Work instructions: Go through the data and retrieve each line that includes the string "clicks".

== Given records ==

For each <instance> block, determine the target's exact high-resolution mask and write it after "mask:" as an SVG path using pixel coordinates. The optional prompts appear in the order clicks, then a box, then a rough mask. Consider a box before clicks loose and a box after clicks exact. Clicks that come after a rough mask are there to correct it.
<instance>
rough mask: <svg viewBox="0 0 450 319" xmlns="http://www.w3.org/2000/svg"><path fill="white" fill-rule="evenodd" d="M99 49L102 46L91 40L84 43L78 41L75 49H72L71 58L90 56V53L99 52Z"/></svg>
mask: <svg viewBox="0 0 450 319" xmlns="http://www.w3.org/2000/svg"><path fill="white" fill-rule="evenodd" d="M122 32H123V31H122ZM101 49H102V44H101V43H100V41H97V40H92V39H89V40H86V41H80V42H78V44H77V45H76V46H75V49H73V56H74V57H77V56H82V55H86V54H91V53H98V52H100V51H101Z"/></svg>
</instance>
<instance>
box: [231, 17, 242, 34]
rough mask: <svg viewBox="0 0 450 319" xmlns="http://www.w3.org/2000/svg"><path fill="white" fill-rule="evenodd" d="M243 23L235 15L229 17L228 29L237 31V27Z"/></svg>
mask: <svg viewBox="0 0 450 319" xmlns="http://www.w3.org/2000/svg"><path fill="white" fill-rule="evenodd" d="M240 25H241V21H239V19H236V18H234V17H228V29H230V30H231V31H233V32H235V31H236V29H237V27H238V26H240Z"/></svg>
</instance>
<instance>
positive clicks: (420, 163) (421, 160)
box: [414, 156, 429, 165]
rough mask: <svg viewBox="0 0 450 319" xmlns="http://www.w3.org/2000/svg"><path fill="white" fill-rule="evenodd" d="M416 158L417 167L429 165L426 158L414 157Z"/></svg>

===

Exercise solution:
For each <instance> block, determine the target's exact high-resolution mask and write it after "mask:" as an SVG path using pixel coordinates. The optional prompts appear in the order clicks, then a box, then a rough mask. Consider a box before clicks loose and a box after clicks exact. Clicks that come after a rough mask are there to correct it.
positive clicks: (420, 163) (421, 160)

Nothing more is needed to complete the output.